§ About this task
Every line containing the word "water" must be pulled from the records.

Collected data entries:
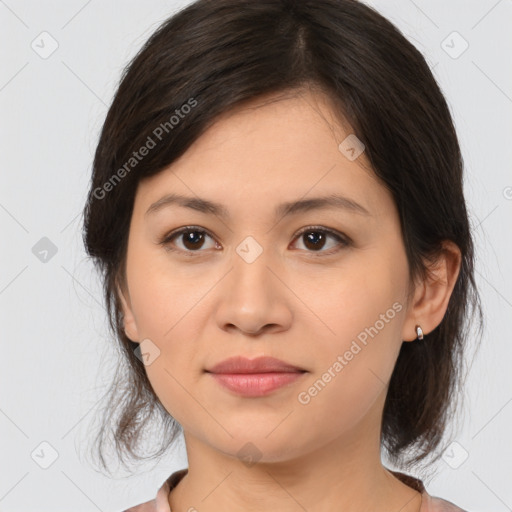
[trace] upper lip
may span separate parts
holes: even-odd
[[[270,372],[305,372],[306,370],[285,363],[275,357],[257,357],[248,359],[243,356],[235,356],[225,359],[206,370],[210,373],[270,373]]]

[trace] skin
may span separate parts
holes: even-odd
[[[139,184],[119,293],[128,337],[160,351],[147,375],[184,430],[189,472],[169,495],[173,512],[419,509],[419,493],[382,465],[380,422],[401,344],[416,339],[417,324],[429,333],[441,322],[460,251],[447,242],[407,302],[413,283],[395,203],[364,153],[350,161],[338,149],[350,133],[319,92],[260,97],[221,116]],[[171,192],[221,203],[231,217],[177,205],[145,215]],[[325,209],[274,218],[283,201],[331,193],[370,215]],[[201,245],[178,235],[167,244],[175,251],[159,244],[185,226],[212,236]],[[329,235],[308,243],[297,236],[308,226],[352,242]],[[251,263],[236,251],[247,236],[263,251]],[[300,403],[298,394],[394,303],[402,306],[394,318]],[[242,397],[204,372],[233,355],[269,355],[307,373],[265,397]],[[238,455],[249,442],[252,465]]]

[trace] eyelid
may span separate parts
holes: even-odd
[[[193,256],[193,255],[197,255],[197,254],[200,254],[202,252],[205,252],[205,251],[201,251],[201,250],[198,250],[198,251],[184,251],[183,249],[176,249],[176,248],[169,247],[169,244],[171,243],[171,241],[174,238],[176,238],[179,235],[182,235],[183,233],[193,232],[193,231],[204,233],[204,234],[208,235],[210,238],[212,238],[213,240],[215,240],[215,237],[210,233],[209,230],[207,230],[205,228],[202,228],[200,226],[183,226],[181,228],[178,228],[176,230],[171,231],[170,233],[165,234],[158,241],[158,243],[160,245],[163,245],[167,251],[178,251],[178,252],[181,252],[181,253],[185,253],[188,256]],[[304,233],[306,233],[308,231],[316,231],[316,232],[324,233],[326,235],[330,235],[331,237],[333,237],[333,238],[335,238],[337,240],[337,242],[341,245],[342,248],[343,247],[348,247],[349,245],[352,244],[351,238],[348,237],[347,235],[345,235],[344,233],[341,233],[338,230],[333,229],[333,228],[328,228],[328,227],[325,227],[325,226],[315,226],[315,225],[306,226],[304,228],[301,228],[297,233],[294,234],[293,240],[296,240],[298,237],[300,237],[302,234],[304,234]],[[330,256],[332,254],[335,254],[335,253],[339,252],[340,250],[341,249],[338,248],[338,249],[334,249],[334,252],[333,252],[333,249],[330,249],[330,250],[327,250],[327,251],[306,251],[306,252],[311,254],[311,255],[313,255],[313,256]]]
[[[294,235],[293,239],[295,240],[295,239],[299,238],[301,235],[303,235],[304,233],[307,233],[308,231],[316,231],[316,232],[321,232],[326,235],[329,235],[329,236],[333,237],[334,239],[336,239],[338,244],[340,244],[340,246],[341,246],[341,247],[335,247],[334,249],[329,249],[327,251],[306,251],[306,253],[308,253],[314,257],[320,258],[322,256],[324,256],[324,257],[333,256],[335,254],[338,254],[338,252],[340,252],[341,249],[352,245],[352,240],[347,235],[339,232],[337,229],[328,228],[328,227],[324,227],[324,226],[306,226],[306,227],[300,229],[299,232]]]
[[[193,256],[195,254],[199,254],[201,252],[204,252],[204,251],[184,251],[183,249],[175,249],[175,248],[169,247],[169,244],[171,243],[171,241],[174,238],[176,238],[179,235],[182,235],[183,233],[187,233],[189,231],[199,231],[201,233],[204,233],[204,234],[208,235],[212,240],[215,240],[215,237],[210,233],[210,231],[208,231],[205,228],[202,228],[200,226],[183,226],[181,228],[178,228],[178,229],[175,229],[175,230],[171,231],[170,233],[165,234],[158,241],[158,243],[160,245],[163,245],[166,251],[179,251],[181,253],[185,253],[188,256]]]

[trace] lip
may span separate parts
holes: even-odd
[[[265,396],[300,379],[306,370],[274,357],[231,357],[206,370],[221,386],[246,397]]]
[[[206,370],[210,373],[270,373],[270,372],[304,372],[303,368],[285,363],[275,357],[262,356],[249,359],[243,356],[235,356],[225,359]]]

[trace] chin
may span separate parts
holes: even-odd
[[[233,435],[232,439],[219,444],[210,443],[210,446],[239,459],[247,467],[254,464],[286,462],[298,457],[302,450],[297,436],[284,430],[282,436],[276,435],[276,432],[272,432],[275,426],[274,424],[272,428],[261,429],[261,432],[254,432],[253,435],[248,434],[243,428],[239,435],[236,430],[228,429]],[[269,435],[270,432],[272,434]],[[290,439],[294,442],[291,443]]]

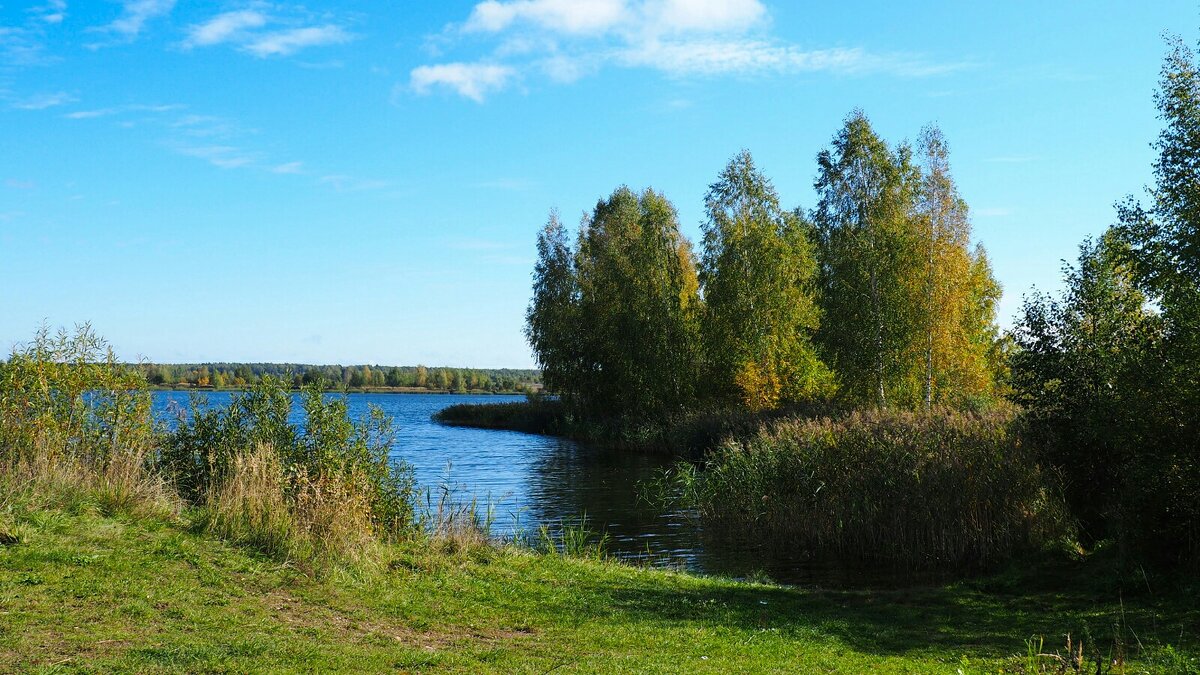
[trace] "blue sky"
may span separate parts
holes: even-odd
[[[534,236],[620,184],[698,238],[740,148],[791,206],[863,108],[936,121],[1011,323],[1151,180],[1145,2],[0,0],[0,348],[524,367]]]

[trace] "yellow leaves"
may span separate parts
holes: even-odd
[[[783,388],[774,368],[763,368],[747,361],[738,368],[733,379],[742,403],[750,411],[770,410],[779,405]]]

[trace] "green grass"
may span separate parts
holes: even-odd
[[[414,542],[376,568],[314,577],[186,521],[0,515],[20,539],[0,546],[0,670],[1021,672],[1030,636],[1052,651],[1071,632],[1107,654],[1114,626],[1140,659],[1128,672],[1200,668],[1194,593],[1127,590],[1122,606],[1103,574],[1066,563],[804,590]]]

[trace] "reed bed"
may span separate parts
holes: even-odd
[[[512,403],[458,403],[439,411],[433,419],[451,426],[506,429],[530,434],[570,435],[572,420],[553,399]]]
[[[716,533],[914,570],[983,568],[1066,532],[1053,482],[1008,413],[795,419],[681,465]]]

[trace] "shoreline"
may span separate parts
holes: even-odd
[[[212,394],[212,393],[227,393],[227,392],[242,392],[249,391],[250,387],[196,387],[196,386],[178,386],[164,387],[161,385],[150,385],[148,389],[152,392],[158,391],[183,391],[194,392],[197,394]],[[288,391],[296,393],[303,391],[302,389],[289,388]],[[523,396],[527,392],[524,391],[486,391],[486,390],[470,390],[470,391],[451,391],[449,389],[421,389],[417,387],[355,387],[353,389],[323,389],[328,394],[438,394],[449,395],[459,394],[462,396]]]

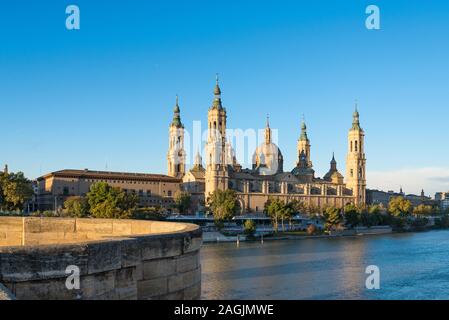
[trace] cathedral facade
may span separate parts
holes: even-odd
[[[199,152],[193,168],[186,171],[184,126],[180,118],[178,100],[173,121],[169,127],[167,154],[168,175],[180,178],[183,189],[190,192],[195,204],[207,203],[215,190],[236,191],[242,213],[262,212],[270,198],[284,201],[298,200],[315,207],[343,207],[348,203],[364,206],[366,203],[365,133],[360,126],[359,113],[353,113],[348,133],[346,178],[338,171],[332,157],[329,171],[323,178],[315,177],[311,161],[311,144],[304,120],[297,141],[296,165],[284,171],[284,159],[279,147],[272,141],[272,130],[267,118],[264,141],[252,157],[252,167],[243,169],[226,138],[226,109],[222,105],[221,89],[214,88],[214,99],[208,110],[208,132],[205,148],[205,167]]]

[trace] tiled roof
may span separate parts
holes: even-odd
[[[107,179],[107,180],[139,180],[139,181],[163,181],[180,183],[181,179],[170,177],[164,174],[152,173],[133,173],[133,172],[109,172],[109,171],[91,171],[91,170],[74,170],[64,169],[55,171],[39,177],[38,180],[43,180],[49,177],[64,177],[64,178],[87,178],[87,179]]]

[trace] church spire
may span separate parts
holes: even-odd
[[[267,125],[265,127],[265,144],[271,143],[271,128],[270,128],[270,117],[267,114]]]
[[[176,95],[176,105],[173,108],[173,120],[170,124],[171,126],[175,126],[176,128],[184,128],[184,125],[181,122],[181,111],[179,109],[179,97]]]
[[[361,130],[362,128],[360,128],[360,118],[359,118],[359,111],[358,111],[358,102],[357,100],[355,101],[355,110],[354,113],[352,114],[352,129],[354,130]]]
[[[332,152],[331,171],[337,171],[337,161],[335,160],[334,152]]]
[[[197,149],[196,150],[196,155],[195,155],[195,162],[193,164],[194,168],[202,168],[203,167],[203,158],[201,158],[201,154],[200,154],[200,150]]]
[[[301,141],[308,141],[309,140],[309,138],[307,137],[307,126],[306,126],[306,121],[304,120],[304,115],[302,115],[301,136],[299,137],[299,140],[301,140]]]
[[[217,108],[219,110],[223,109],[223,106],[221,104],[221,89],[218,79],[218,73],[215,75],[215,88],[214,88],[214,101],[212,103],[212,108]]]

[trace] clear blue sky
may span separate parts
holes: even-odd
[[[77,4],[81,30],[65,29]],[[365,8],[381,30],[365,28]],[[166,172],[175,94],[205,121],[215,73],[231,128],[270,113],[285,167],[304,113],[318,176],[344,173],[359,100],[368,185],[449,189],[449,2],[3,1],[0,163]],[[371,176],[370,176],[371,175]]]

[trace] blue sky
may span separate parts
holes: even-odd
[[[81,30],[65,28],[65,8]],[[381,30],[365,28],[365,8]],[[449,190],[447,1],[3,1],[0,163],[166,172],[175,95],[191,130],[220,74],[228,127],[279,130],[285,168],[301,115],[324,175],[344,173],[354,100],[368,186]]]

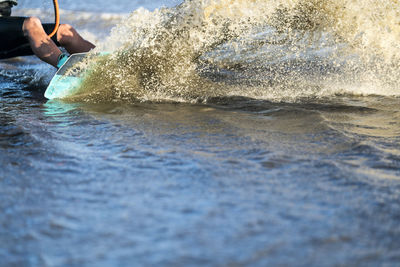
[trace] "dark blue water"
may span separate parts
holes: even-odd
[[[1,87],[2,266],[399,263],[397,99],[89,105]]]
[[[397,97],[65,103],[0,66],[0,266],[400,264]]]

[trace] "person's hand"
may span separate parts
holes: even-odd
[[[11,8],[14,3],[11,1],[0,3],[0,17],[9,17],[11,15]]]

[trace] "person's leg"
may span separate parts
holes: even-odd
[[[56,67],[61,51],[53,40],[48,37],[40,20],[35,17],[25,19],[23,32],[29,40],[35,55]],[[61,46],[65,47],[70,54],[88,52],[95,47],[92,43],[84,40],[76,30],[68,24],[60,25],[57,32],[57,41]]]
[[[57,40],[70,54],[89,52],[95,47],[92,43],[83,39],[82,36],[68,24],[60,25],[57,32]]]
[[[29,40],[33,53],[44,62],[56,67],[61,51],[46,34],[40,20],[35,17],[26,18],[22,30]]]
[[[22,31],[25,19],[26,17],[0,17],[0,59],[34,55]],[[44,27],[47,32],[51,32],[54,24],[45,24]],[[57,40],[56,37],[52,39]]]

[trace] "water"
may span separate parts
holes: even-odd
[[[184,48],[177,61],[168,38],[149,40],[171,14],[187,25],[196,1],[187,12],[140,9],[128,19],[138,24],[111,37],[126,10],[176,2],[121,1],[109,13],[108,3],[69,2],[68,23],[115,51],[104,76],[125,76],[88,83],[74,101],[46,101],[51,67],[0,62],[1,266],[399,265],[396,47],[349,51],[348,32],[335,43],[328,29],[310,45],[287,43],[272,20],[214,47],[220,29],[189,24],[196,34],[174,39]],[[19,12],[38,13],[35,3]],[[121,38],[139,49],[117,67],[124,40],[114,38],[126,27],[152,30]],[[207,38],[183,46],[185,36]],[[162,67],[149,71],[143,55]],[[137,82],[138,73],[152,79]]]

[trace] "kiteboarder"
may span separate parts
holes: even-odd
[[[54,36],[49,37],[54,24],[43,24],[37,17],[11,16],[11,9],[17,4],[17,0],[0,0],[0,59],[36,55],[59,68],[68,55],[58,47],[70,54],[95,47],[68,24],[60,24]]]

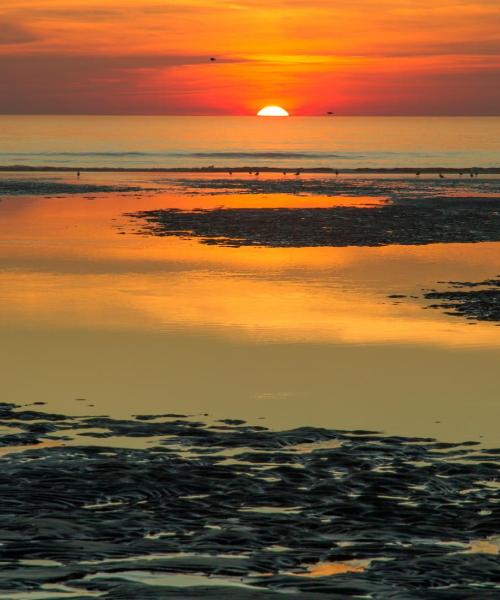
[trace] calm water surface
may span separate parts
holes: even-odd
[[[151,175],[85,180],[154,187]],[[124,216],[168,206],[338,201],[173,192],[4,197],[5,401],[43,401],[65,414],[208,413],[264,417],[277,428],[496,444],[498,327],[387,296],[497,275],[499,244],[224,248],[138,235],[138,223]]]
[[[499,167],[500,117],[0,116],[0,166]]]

§ Problem solution
[trace] "dark blue water"
[trace] "water"
[trace] calm water surface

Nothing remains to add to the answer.